| PARTS OF THE EXERCISE |
(1) In the Airstream axle account, what event was the writer driving home from when the instruments ended up on the floor?
(2) Write the next few sentences of the Airstream axle account, picking up after its final line.

| SOURCE EXTRACT |
##########
Up until about a year ago I was convinced that our Airstream (Moe) didn’t need new axles. I didn’t understand why the axles would need to be replaced. Yep, I was a dope and I definitely found out why they did what they did… Boy howdy was I wrong.



I didn't figure out I needed new axles by reading articles from folks on checking the angle of the pivot arms (or whatever they are called) on the axles, although that information helped confirm that I needed new axles. I knew I needed new axles because when I got back home to Marietta from a Kansas music festival (The Walnut Valley Music Festival just about everything I had on the beds, which included several guitars, a Dobro and other instruments (all in cases) where on the floor instead of on the beds. I remember thinking "what the heck happened here!?" This trailer isn't supposed to do this! It’s supposed to ride like it’s on a stream of air! Dangit.


That started me on the path to replace my axles. Since then, I've read every thread about replacing axles. You folks are awesome! I can't thank you enough for the information.
##########
| STORED RECORDS |
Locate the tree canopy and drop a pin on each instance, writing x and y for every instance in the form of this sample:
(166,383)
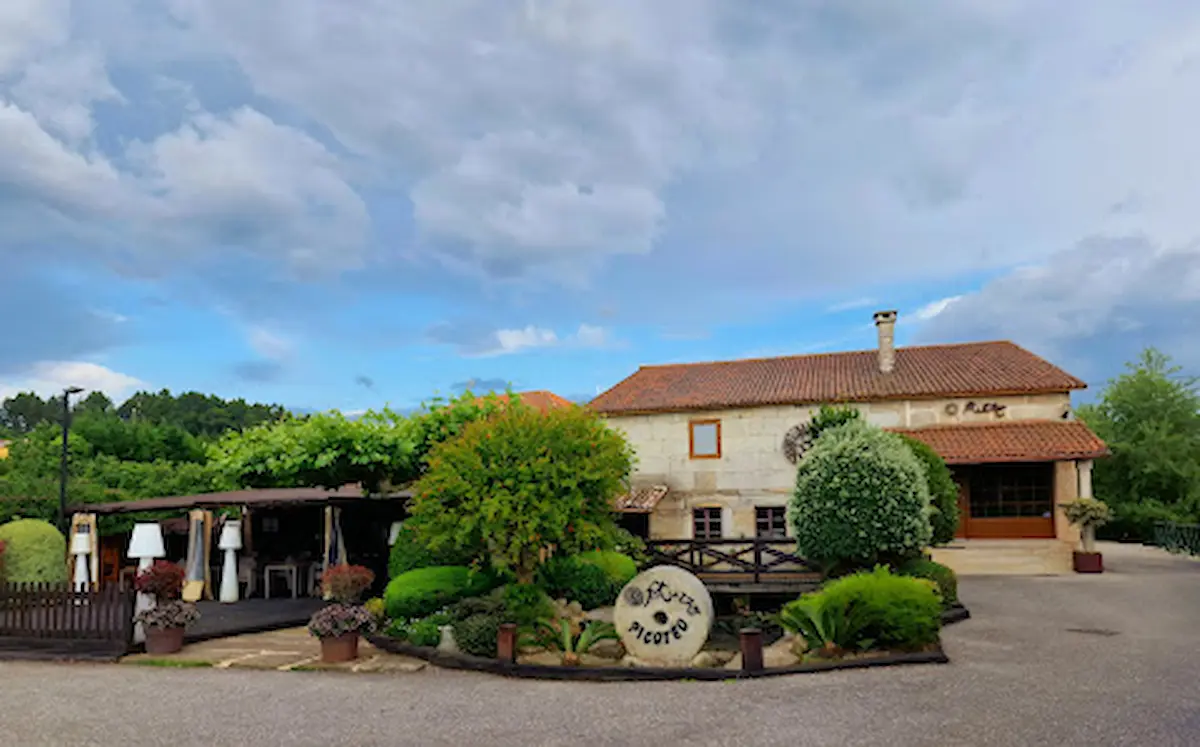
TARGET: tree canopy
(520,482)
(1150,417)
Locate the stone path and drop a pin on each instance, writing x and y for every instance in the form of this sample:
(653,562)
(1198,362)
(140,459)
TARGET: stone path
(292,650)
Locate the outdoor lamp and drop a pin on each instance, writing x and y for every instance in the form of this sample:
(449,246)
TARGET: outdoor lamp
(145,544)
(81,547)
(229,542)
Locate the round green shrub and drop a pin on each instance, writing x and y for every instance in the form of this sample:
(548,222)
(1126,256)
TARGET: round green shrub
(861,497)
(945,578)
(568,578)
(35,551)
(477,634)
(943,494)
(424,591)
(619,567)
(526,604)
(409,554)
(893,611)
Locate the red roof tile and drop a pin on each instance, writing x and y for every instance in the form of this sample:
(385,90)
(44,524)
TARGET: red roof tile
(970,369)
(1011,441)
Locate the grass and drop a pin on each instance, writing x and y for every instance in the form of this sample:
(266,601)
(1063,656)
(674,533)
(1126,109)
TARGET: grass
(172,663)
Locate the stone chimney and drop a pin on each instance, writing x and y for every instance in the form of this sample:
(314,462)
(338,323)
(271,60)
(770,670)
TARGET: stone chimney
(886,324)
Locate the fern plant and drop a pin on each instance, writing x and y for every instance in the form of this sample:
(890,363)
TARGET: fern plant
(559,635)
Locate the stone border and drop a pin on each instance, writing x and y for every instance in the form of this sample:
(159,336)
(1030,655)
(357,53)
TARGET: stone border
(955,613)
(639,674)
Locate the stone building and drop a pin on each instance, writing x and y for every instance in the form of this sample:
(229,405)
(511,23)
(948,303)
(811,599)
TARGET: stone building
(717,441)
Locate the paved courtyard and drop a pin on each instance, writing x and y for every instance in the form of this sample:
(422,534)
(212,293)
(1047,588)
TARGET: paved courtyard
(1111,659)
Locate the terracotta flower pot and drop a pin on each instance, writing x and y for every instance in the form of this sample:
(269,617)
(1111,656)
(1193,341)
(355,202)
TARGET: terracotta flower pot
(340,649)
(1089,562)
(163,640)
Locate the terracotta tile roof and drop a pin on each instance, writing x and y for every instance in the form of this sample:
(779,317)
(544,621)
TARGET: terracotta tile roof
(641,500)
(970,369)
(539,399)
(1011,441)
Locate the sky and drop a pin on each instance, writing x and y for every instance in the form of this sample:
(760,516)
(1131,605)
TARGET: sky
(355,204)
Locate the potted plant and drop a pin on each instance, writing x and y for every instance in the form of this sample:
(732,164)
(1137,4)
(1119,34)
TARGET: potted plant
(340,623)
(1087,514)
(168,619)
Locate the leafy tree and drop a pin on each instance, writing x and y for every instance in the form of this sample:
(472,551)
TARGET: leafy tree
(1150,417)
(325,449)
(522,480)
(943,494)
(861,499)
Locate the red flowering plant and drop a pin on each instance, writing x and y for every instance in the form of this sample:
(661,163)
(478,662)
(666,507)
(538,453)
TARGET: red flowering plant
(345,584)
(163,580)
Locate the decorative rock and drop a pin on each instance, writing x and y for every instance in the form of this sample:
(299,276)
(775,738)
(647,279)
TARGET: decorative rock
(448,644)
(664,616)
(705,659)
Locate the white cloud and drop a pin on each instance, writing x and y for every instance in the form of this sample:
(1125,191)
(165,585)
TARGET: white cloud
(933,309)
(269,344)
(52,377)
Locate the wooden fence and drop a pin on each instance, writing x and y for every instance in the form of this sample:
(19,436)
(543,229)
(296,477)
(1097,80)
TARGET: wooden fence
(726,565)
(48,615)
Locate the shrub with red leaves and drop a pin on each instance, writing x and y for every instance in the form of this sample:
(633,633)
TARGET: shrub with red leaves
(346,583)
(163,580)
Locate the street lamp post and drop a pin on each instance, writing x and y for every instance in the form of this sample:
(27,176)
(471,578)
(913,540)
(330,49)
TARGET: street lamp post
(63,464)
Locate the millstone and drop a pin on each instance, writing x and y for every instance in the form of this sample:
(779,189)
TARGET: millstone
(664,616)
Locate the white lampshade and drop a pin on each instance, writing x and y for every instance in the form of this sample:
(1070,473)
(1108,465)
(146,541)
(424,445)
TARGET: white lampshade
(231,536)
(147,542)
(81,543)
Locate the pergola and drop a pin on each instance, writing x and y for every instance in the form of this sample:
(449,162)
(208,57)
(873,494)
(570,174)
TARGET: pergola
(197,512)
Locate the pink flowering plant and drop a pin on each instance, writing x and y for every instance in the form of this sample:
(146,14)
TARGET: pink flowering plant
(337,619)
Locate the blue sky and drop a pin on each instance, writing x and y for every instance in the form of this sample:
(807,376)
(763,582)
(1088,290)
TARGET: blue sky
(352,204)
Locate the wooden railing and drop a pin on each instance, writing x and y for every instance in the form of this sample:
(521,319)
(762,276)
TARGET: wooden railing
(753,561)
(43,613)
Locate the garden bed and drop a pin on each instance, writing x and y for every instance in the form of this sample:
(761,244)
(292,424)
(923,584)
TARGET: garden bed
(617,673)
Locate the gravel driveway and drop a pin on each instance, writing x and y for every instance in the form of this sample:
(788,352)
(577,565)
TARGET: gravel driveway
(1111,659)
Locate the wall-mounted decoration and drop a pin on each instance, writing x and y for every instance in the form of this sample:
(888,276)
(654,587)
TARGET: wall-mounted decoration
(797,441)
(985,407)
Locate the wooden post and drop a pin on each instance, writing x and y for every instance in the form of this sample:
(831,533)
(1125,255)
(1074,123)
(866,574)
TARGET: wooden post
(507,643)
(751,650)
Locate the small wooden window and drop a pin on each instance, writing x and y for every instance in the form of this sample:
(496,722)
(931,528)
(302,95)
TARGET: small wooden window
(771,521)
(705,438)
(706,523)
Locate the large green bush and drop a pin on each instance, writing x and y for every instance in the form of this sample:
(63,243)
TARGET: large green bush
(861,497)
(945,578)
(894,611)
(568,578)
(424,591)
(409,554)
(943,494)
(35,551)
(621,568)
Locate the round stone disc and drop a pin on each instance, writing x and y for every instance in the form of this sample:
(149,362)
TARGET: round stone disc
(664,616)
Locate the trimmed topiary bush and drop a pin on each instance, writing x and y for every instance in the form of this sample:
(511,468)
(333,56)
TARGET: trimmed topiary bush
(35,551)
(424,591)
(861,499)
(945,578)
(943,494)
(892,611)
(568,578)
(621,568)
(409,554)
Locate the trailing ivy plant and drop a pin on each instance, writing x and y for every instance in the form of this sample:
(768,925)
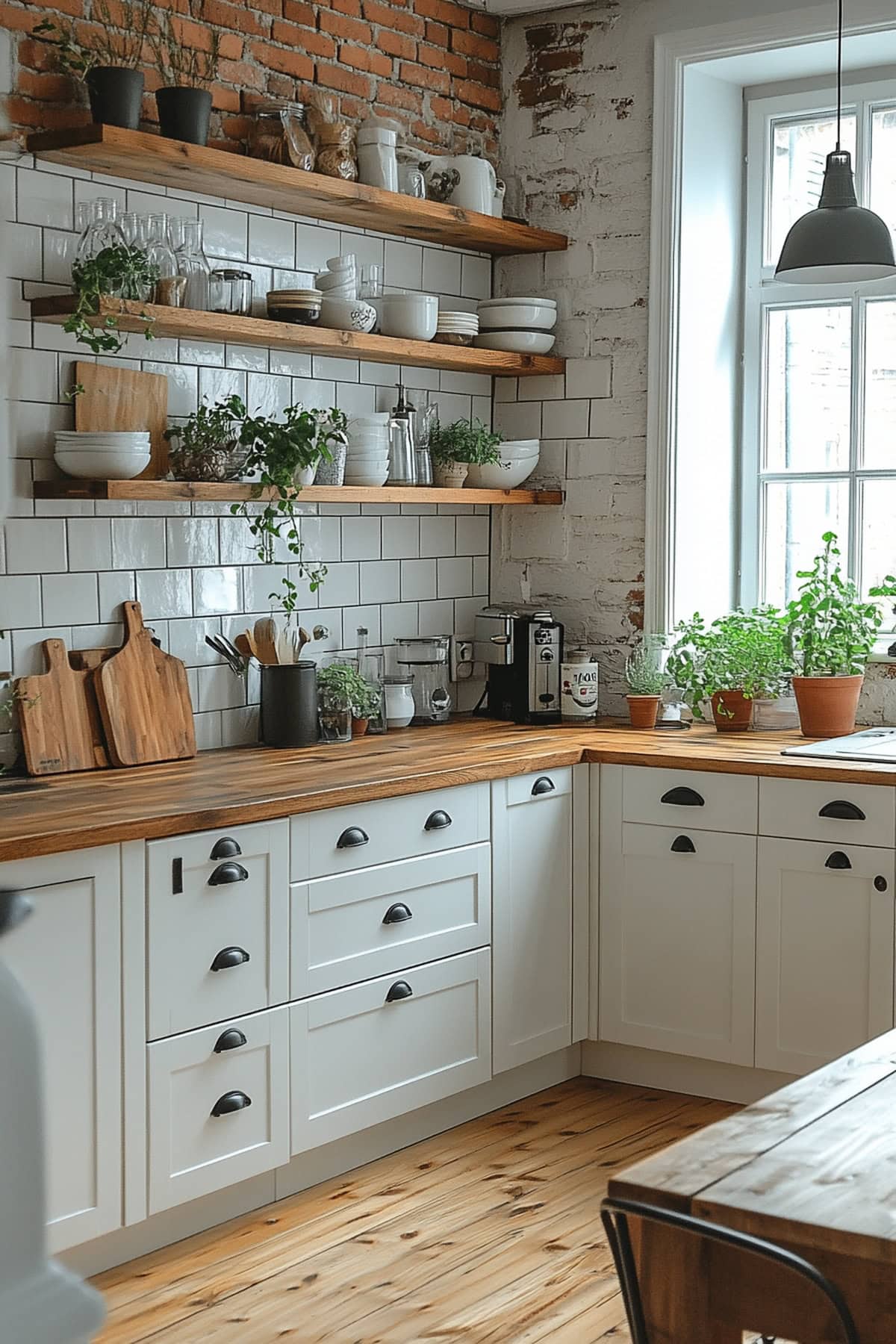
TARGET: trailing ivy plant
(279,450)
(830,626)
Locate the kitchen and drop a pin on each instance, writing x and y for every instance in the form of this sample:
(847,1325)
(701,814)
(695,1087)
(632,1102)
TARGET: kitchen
##########
| TASK RESPONSES |
(1) The Walnut Valley Music Festival in Kansas.

(2)
I ordered my axles from Colin in June. I had spoken to Andy and he was really helpful (as was Colin!), but at the time the price difference between the two was very important to us. I ordered 2 - 3200# axles from Colin and I specified 12" brakes. I figured that the original axles had 12" brakes so the new ones should too. The upgrade from 10" to 12" was minimal - $100 or so. I paid under $1500 including shipping for the 2 axles. Colin was great. He answered every question I had with tons of patience. Thanks Colin!

At the advice of Colin, I bought 4 Monroe gas-matic shocks, model #555003, which cost $114 for all 4. The mounting bolts were included with the shocks. All I needed to add were 3 washers to the inside of the mounting bolt on the axles shock mount otherwise the bolt would rub and damage the tires. That was the only issue during the removal or install. Well, that and one drill bit the dust. I’ll get to that later.

Over the next few days I'll add photos and more details of the removal and installation. I hope that ok.

Overall I removed the axles Saturday (I had help for about 30 minutes) and installed the new axles Sunday (today). I had help with the axle installation today for about 4 hours. The worst part was drilling new holes in the frame; otherwise the process was just being smart and figuring out how to support the axles during removal and installation.


More to follow. Thanks for reading and allowing me to post this adventure, because it was an adventure. A very cool one.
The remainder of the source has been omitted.